[Point annotation records]
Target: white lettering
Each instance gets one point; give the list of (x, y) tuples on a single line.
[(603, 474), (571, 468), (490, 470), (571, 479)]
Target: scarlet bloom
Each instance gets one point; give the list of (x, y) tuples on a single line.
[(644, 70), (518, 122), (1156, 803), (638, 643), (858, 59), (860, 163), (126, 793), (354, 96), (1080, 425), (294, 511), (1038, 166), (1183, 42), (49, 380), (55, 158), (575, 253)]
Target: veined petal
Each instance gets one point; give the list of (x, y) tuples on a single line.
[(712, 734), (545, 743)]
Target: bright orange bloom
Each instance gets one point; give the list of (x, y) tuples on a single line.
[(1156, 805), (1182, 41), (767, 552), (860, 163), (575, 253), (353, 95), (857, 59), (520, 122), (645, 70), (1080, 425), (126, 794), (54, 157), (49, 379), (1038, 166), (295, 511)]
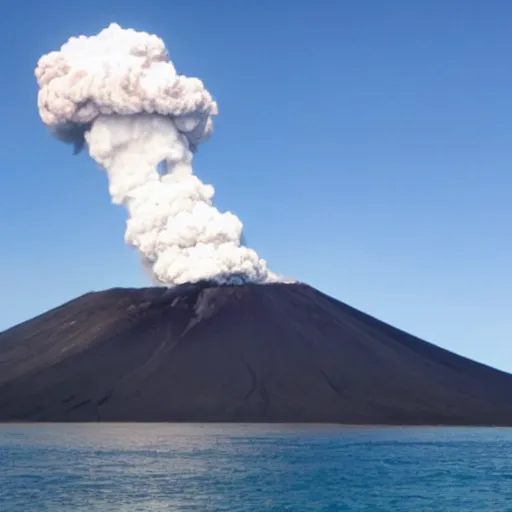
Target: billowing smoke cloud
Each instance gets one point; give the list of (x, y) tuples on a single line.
[(119, 92)]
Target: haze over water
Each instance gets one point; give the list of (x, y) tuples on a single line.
[(153, 467)]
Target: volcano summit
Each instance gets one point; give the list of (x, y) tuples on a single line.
[(261, 353)]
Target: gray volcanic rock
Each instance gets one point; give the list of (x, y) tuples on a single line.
[(276, 353)]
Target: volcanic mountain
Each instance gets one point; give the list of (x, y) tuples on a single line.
[(251, 353)]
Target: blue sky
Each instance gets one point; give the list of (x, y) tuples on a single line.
[(365, 145)]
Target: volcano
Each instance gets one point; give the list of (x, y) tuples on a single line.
[(250, 353)]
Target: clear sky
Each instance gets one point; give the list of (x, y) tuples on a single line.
[(365, 145)]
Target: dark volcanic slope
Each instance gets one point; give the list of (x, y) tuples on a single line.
[(252, 353)]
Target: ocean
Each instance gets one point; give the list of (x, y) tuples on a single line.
[(199, 467)]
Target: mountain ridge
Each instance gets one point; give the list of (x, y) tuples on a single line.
[(271, 352)]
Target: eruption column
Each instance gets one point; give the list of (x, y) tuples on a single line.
[(120, 92)]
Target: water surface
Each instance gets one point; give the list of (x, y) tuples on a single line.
[(154, 467)]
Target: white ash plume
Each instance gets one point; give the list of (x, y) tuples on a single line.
[(119, 92)]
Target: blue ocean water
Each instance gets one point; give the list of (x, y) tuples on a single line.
[(140, 467)]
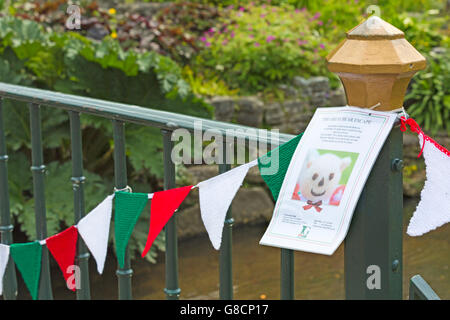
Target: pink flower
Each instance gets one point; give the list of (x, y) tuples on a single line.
[(270, 38)]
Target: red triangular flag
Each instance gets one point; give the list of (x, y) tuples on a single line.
[(63, 247), (164, 204)]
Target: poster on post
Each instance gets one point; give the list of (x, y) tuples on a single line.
[(325, 178)]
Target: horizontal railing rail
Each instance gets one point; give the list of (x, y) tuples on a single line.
[(119, 114), (130, 113)]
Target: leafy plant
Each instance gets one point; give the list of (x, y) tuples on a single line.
[(429, 97), (71, 63)]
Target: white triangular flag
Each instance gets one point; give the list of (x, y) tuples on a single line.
[(94, 229), (433, 209), (4, 256), (216, 195)]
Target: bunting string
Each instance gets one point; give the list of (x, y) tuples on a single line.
[(215, 197)]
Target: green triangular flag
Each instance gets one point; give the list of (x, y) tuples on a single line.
[(275, 179), (27, 257), (128, 207)]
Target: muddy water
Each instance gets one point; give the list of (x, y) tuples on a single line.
[(257, 269)]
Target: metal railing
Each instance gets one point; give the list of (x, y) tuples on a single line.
[(119, 114)]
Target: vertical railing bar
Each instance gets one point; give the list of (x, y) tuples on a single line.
[(287, 274), (287, 291), (172, 289), (83, 288), (6, 227), (38, 170), (225, 257), (120, 176), (374, 238)]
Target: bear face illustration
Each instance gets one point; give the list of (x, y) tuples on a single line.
[(321, 175)]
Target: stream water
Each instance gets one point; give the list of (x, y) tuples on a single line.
[(256, 269)]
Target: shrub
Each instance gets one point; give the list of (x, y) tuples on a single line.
[(259, 46), (429, 97)]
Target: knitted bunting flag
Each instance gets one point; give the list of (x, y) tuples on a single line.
[(63, 247), (94, 229), (274, 164), (27, 257), (4, 256), (162, 207), (128, 207), (216, 195), (433, 209)]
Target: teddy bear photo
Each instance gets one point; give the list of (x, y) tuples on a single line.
[(319, 182)]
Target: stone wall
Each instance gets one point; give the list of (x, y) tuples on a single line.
[(291, 115)]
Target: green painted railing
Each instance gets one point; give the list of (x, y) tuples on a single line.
[(374, 237), (119, 114)]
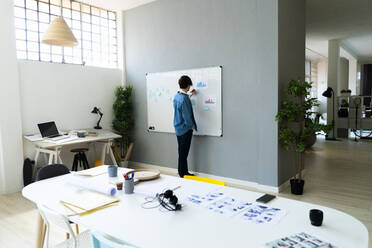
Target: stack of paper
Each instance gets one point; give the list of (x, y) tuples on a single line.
[(84, 202), (92, 172), (102, 169)]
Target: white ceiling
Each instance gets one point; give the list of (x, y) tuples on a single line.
[(117, 4), (347, 20)]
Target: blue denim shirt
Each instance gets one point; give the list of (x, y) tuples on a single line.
[(183, 114)]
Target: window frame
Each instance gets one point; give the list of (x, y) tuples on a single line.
[(106, 48)]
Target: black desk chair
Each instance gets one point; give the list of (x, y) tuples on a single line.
[(49, 171)]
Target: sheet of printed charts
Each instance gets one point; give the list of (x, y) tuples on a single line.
[(219, 203), (300, 240)]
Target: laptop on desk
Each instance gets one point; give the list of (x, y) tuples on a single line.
[(49, 130)]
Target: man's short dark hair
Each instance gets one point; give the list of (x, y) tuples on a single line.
[(184, 82)]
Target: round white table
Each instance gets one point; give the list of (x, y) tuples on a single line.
[(195, 226)]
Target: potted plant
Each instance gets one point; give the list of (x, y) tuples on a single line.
[(297, 124), (123, 121)]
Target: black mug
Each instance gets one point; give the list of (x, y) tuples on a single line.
[(316, 217)]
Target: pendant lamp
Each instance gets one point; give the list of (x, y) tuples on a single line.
[(59, 34)]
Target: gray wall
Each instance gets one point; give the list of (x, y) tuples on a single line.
[(240, 35), (343, 82), (291, 63)]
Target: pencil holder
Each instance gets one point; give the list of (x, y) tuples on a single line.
[(112, 170), (129, 186)]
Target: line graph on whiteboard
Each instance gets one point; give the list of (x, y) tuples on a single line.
[(207, 103)]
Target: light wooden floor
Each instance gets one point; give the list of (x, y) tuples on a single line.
[(339, 175)]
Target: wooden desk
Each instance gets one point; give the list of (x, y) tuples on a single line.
[(54, 149), (195, 226)]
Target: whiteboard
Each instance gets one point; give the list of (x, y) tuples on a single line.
[(207, 104)]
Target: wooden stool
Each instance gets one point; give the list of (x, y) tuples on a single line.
[(80, 159)]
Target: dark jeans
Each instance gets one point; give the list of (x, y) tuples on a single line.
[(184, 142)]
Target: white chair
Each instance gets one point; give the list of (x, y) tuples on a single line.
[(49, 216), (100, 240)]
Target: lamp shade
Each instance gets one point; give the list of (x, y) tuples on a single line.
[(59, 34), (328, 92)]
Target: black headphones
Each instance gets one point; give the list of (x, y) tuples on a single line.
[(169, 201)]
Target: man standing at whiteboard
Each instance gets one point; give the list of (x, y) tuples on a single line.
[(184, 123)]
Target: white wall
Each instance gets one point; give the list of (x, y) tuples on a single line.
[(65, 94), (322, 85), (10, 117), (343, 78)]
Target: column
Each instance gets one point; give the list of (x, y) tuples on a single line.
[(333, 79)]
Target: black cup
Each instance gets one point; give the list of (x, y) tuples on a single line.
[(316, 217)]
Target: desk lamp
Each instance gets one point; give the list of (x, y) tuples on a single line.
[(98, 112), (330, 93)]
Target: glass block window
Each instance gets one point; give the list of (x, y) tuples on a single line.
[(94, 28)]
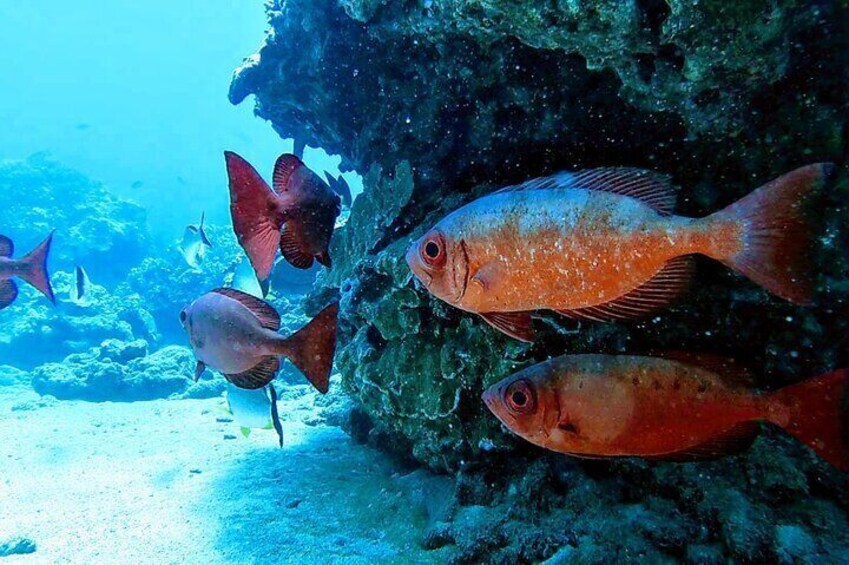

EXERCISE REQUIREMENTS
Please reproduce the data above, swapping "tuples" for "pairs" everywhere it occurs and changing nothing else. Omit the pictures from your version.

ANSWER TO THIS PROBLEM
Target: white lettering
Each instance gets one point; give the list of (x, y) pairs on a single line.
[(603, 474), (571, 468), (490, 470), (571, 479)]
Target: scarlet bloom
Each instance gets one point; give the list of (x, y) pairs on a single line.
[(644, 70), (518, 122), (1156, 803), (638, 643), (858, 59), (860, 163), (126, 793), (354, 96), (1080, 425), (294, 511), (1038, 166), (1183, 42), (49, 380), (55, 158), (575, 253)]
Target: veined petal
Each instance gets one point; give the list of (x, y) pairs on a single line.
[(712, 734), (545, 743)]
Target: bright orange bloom
Each instance gets one point; give the list of (x, y) pairs on a single line.
[(1156, 805), (1182, 41), (767, 552), (860, 163), (575, 253), (353, 95), (857, 59), (520, 122), (645, 70), (1080, 425), (126, 794), (54, 157), (49, 379), (1038, 166), (295, 511)]
Target: billowing smoke cloud
Each instance gets one point; give the list of (x, y) pairs on a single line.
[(119, 92)]
Target: haze over water
Each instance gets one point; give the list of (x, y) pairs on a single line.
[(153, 467)]
Target: volcano summit
Each instance gets one point; give the list of (x, y) pairs on a single line.
[(261, 353)]
Target: gray volcanic rock
Each instance gets one point; give the list of (x, y) pairs on a single line.
[(276, 353)]
Target: volcanic mountain
Each instance gets one point; give the list of (x, y) pairs on a single line.
[(251, 353)]
Target: blue sky
Each instance gets one point; give the list of (x, y) pairs on a single line.
[(365, 145)]
Target: volcano
Each instance gets one point; give the list of (x, y) pairs on a single line.
[(250, 353)]
Target: clear sky
Each instance gets one point; give the list of (x, y) pairs on a single line.
[(365, 145)]
Target: dark volcanic slope
Each instance gets one point; give the list of (x, y) pairs on a single line.
[(252, 353)]
Target: ocean
Each instance gets one point; give the list of (x, y) pairs on a single line.
[(199, 467)]
Target: mountain ridge
Each instance gets one point; give the list of (x, y) pairs on a single line.
[(271, 352)]
Target: eruption column
Each instance gets one point; give the list of (x, y) pairs on a single line.
[(120, 92)]
Target: water surface
Each instance gets one point; give the list of (x, y) pairs on a single line.
[(154, 467)]
Target: white ash plume
Each instance gets one point; give the list of (x, y) pairs on a single line.
[(119, 92)]
Target: blue ocean water
Each instance gets one point; give the list of (x, y) pairs on a single line.
[(140, 467)]
Target: pink flower
Each instance gets one point; give the list of (x, y) pairs on a single line.
[(270, 38)]
Target: red triangular flag
Each instance gets one point; give the list of (x, y) pairs on a single line.
[(63, 247), (164, 204)]
Target: poster on post
Each instance gets one point; give the list of (x, y) pairs on a single line.
[(325, 178)]
Target: horizontal railing rail
Each instance gets one point; give the list of (x, y) pairs on a single line.
[(119, 114), (130, 113)]
Target: leafy plant
Each instance gets one point; give the list of (x, y) pairs on a single line.
[(429, 97), (71, 63)]
Target: white triangular flag
Each instance gets one point; give the list of (x, y) pairs on a single line.
[(94, 229), (433, 209), (4, 256), (216, 195)]
Target: bunting string
Each instance gets one point; give the list of (x, y) pairs on a single line.
[(215, 197)]
Target: green triangular flag
Each instance gets one point; give the list of (x, y) pairs on a single line.
[(275, 179), (27, 257), (128, 207)]
Target: muddy water
Each instance gets one point; give the list of (x, y) pairs on a single line.
[(257, 269)]
Target: metal railing
Each instance gets one point; give the list of (x, y) pairs on a single line.
[(119, 114)]
Target: vertical railing bar
Each instance gets one point; give the list of (x, y) pairs on a single line.
[(287, 274), (287, 291), (172, 289), (83, 288), (6, 227), (38, 170), (225, 257), (120, 176), (374, 238)]
Target: bear face illustration
Each instance gets one point; give the list of (x, y) pairs on a single line.
[(321, 175)]
Target: stream water
Each instance gets one point; give the list of (x, y) pairs on a single line.
[(256, 269)]
Target: shrub
Each instance gets one point; give the list of (x, y) pairs on a single line.
[(259, 46), (429, 97)]
Target: knitted bunting flag
Each instance gets one point; give the list of (x, y) pairs on a single line.
[(63, 247), (94, 229), (274, 164), (27, 257), (4, 256), (162, 207), (128, 207), (216, 195), (433, 209)]
Target: teddy bear photo
Each instance gets one point; give the list of (x, y) pairs on a single line.
[(319, 182)]
Target: stone wall
Each instance gets one point; give the list of (x, y) pairs on a single line.
[(291, 115)]
Target: green painted railing
Each instance gets one point; give the list of (x, y) pairs on a single line.
[(374, 237), (119, 114)]
Target: stack of paper
Each instance gets one point; give the list of (x, y) pairs on a single line.
[(84, 202), (92, 172), (102, 169)]
Target: white ceiling
Each instance gets one point; give the list of (x, y) pairs on a single line.
[(117, 4), (347, 20)]
Target: blue denim shirt
Each instance gets one point; give the list of (x, y) pairs on a single line.
[(183, 114)]
Target: window frame
Each instance gets one point; give the list of (x, y) pairs on a single line.
[(106, 48)]
Target: black desk chair
Each instance gets one point; give the list of (x, y) pairs on a single line.
[(49, 171)]
Target: sheet of printed charts
Each instance gets one point; give the list of (x, y) pairs on a single line.
[(219, 203), (300, 240)]
Target: laptop on desk
Each instance gets one point; give the list of (x, y) pairs on a single line.
[(49, 130)]
Target: man's short dark hair
Each instance gets one point; give the list of (x, y) pairs on a single line.
[(184, 82)]
Target: round white table
Each instance gets one point; give the list of (x, y) pairs on a single line.
[(195, 226)]
Target: potted plant
Each instance gets one point; give the list of (x, y) pairs on a single line.
[(297, 124), (123, 121)]
Target: black mug
Each instance gets one point; give the list of (x, y) pairs on a single line.
[(316, 217)]
Target: pendant lamp
Each instance gets one point; give the list of (x, y) pairs on a single line.
[(59, 34)]
Target: gray wall
Each instance gets one point; give the list of (x, y) pairs on a single line.
[(240, 35), (343, 82), (291, 63)]
Target: pencil holder
Each instance gets one point; give the list of (x, y) pairs on a single line.
[(112, 170), (129, 186)]
Target: line graph on whiteboard
Each instance gets one point; give the list of (x, y) pairs on a single line.
[(207, 103)]
Target: light wooden floor
Each instance gets one point; give the list of (x, y) pairs on a single line.
[(339, 175)]
Target: wooden desk
Each instance gets one point; give the list of (x, y) pairs on a single line.
[(54, 149), (195, 226)]
Target: whiteboard
Each instance gets one point; give the list of (x, y) pairs on a single line.
[(207, 104)]
Target: wooden stool
Each instance gets one point; give the list of (x, y) pairs on a single line.
[(80, 159)]
Target: dark jeans
Each instance gets one point; give the list of (x, y) pairs on a single line.
[(184, 142)]
Target: white chair
Each instance gets one point; give the list of (x, y) pairs on a single line.
[(49, 216), (100, 240)]
Target: lamp shade
Each instance gets one point; give the list of (x, y) pairs on a single line.
[(59, 34), (328, 92)]
Target: black headphones
Each instance gets one point; give the list of (x, y) pairs on a single line.
[(169, 201)]
Target: man standing at whiteboard
Each instance gets one point; give the list of (x, y) pairs on a single line.
[(184, 123)]
Target: white wall
Each instance gets one point; give the list of (x, y) pairs on a single line.
[(65, 94), (322, 85), (10, 117), (343, 78)]
Target: column
Each instance gets one point; give the list of (x, y) pairs on a single line.
[(333, 79)]
Target: black cup
Each instance gets one point; give the list of (x, y) pairs on a single line.
[(316, 217)]
Target: desk lamp
Each instance gets one point; give the list of (x, y) pairs on a single line.
[(98, 112), (330, 93)]
Target: glass block window
Each instance gets one point; give the list of (x, y) pairs on a single line.
[(94, 28)]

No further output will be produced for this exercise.